Tarefa 1 | No trecho sobre a viagem de São Josemaria em 1961, onde D. Leopoldo Eijo y Garay costumava passar o verão?
Tarefa 2 | Com base no trecho sobre a viagem de São Josemaria em 1961, explique por que o bispo de Madri quis vê-lo, se não havia nenhum problema a resolver.
Tarefa 3 | Por favor, dê continuidade ao trecho sobre a viagem de São Josemaria em 1961 a partir do ponto em que ele termina.

Trecho do texto |
———
Em julho de 1961, São Josemaria estava em Londres. Em sua biografia do fundador do Opus Dei, Andrés Vásquez de Prada conta: “dois dias depois de ter chegado, comunicaram-lhe que era preciso atrasar a ordenação de um grupo de sacerdotes da Obra em Madri, porque tinham surgido algumas dificuldades de forma. No dia seguinte àquele em que recebeu a notícia, sábado 22 de julho de 1961, resolveu ir visitar D. Leopoldo Eijo y Garay, que costumava passar o verão em Vigo”.
No dia 23 de julho São Josemaria saiu de Londres com Álvaro del Portillo. Dom Florencio Sánchez Bella, então conselheiro do Opus Dei na Espanha e Isidoro Rasines esperavam-no em Biarritz. Vásquez de Prada continua contando: “Pernoitaram em Vitória e na segunda-feira atravessaram o planalto de Castela, desde a madrugada até o cair da tarde, com um calor insuportável e um veículo de baixa velocidade. Abraçou D. Leopoldo: Qual era o problema? Não havia problema, tudo estava resolvido. Acontecia simplesmente que fazia muito tempo que o bispo de Madri não via o Fundador do Opus Dei e não quis renunciar a essa alegria”.
Depois da estadia em Tui, não quis voltar a Londres sem ir ver os que estavam participando de um curso de verão no Colegio Mayor La Estila. “Como era habitual naqueles anos, os Centros de Estudos de Madri e Barcelona (hoje Montalbán e Monterols, respectivamente) estavam em La Estila para realizar um semestre conjunto de estudos internos”. É José Antonio Galera que conta, com detalhes, sobre a organização da visita.
———
Dados fornecidos |

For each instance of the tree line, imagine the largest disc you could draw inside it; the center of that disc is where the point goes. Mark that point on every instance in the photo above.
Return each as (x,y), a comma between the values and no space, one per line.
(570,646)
———
Resposta 1 | Em Vigo.

Resposta 2 | Tudo já estava resolvido. O bispo de Madri fazia muito tempo que não via o Fundador do Opus Dei e não quis renunciar à alegria de encontrá-lo.

Resposta 3 |
Enquanto São Josemaria estava em Vigo com dom Leopoldo, na tertúlia depois do almoço de 24 de julho “havia-se lido uma carta procedente desse país (Inglaterra) na qual davam notícias da estadia de nosso Padre”, explica Galera. Naquela noite, às 22:15, dom Florencio Sánchez Bella ligou e “me disse concisamente que no dia seguinte, 25 de julho, eles chegariam a Santiago, por volta das dez horas”, relata.
Com a Residência em obras e várias cerimônias programadas para a comemoração da solenidade de São Tiago Apóstolo, a chegada de São Josemaria surpreendeu os alunos no café da manhã e, segundo Galera, “pude perceber que a notícia tinha sido dada pelo enorme grito de regozijo que ouvi”. Ele estava fora de casa, na Avenida de Coimbra.
São Josemaria chegou às 10:10 horas e vinte minutos depois começou uma tertúlia no auditório porque assim que ele entrou no vestíbulo abarrotado disse: “Venho ver os pássaros e não a gaiola”. Galera explica: “Fazia muitos anos que não tínhamos oportunidade de ver o Padre. Muitos o conheceram nesse dia. Éramos mais de cem filhos seus, Numerários”.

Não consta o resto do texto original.